BEGIN Passage to read

Importance: Whether using magnetic resonance imaging (MRI) to guide treatment in patients with rheumatoid arthritis (RA) improves disease activity and slows joint damage progression is unknown.
Objective: To determine whether an MRI-guided treat-to-target strategy vs a conventional clinical treat-to-target strategy improves outcomes in patients with RA in clinical remission.
Design, setting, and participants: Two-year, randomized, multicenter trial conducted at 9 hospitals in Denmark. Two hundred patients with RA in clinical remission (disease activity score in 28 joints-C-reactive protein [DAS28-CRP] <3.2 and no swollen joints) were enrolled between April 2012 and June 2015. The final follow-up visit was April 2017.
Interventions: Patients were randomly allocated (1:1) to an MRI-guided vs a conventional treat-to-target strategy. In the MRI-guided group, the treatment goal was absence of MRI bone marrow edema combined with clinical remission, defined as DAS28-CRP of 3.2 or less and no swollen joints. In the conventional group, the treatment goal was clinical remission.
Main outcomes and measures: Co-primary outcomes were proportions of patients achieving DAS28-CRP remission (DAS28-CRP <2.6) and with no radiographic progression (no increase in total van der Heijde-modified Sharp score) at 24 months. Significance testing for the primary outcome was based on 1-sided testing. Secondary outcomes were clinical and MRI measures of disease activity, physical function, and quality of life.

END Passage to read

Try it:
Continue the abstract on MRI-guided treatment in rheumatoid arthritis from the point where it stops.

BEGIN Information provided

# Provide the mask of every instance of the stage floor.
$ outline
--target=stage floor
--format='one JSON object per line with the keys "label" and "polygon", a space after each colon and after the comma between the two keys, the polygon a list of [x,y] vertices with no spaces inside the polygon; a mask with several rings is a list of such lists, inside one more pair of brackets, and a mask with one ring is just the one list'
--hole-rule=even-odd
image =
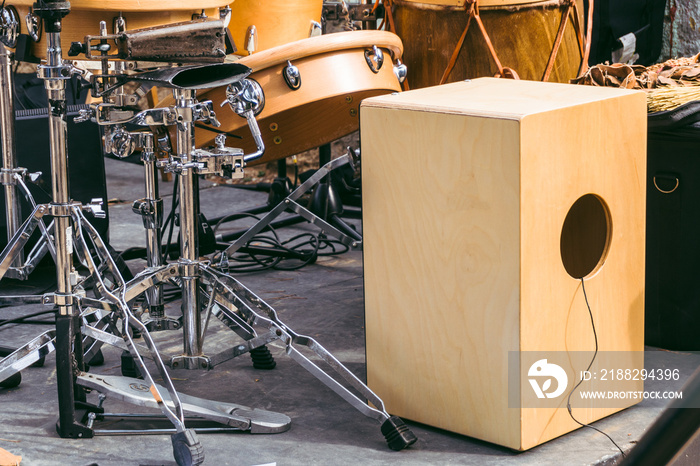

END Information provided

Answer space:
Results: Of 200 patients randomized (133 women [67%]; mean [SD] age, 61.6 [10.5] years; median baseline DAS28-CRP, 1.9 [interquartile range, 1.7-2.2]; van der Heijde-modified Sharp score, 18.0 [interquartile range, 7.0-42.5]), 76 patients (76%) in the MRI-guided group and 95 (95%) in the conventional group completed the study. Of these, 64 (85%) vs 83 (88%), respectively, reached the primary clinical end point (risk difference, -4.8% [1-sided 95% CI, -13.6% to + ∞; 1-sided P = .19]) and 49 (66%) vs 58 (62%), respectively, reached the primary radiographic end point (risk difference, 4.7% [1-sided 95% CI, -7.0% to + ∞; 1-sided P = .25). Of 10 key secondary end points, 8 were null and 2 showed statistically significant benefit for the MRI treat-to-target group. Seventeen patients (17%) in the MRI-guided treat-to-target group and 6 patients (6%) in the conventional treat-to-target group experienced serious adverse events.
Conclusions and relevance: Among patients with RA in clinical remission, an MRI-guided treat-to-target strategy compared with a conventional treat-to-target strategy did not result in improved disease activity remission rates or reduce radiographic progression. These findings do not support the use of an MRI-guided strategy for treating patients with RA.
Trial registration: ClinicalTrials.gov Identifier: NCT01656278.